§ **Tasks for this exercise**
[a] Please list every web address given in the deep learning introduction.
[b] Answer these from the deep learning introduction:
(i) What is the author's professional title?
(ii) Which work is the quotation taken from?
(iii) Within what interval does the sigmoid output lie?
[c] Extend the deep learning introduction past its final heading.

§ **Document passage**

Deep Learning: Introduction

Sanjiv R. Das

Professor of Finance and Data Science

Santa Clara University

REFERENCE BOOK: http://srdas.github.io/DLBook2

“You are my creator, but I am your master; Obey!”

― Mary Shelley, Frankenstein

Interesting short book: https://medium.com/machine-learning-for-humans/why-machine-learning-matters-6164faf1df12

The Universal Approximation Theorem: https://medium.com/analytics-vidhya/you-dont-understand-neural-networks-until-you-understand-the-universal-approximation-theorem-85b3e7677126

Net input

$$ a_j^{(r)} = \sum_{i=1}^{n^{(r-1)}} W_{ij} Z_i^{(r-1)} + b_j^{(r)} $$

Examples of Different Types of Neurons

Sigmoid

$$ Z_j^{(r)} = \frac{1}{1+\exp(-a_j^{(r)})} \in (0,1) $$

ReLU (restricted linear unit)

§ **Material provided**
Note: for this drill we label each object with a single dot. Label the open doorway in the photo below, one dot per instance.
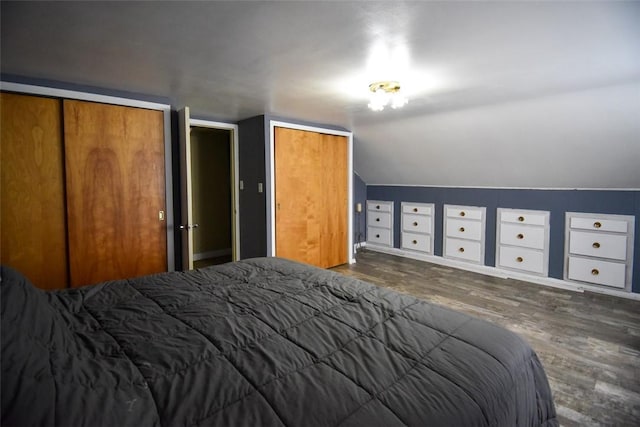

§ **Final answers**
[a]
- http://srdas.github.io/DLBook2
- https://medium.com/machine-learning-for-humans/why-machine-learning-matters-6164faf1df12
- https://medium.com/analytics-vidhya/you-dont-understand-neural-networks-until-you-understand-the-universal-approximation-theorem-85b3e7677126

[b]
(i) Professor of Finance and Data Science
(ii) Frankenstein, by Mary Shelley
(iii) The open interval (0,1)

[c]
$$ Z_j^{(r)} = \max[0, a_j^{(r)}] \in (0,1) $$

TanH (hyperbolic tangent)

$$ Z_j^{(r)} = \tanh[a_j^{(r)}] \in (-1,+1) $$

Output Layer

More on Cross Entropy

https://rdipietro.github.io/friendly-intro-to-cross-entropy-loss/

Notation from the previous slides:

Log Loss is a special case for binary outcomes of Cross Entropy; pdf

Entropy

$$ E = - \frac{1}{n} \sum_i [y_i \ln y_i] $$

Cross-entropy:

$$ C = - \frac{1}{n} \sum_i [y_i \ln a_i] $$

where $a_i = {\hat y_i}$.

Note that $C > E$, always.

Kullback-Leibler Divergence

$$ KL = \sum_i y_i \cdot \log \left(\frac{y_i}{\hat{y_i}} \right) $$

Measures the extra bits required if the wrong selection is made.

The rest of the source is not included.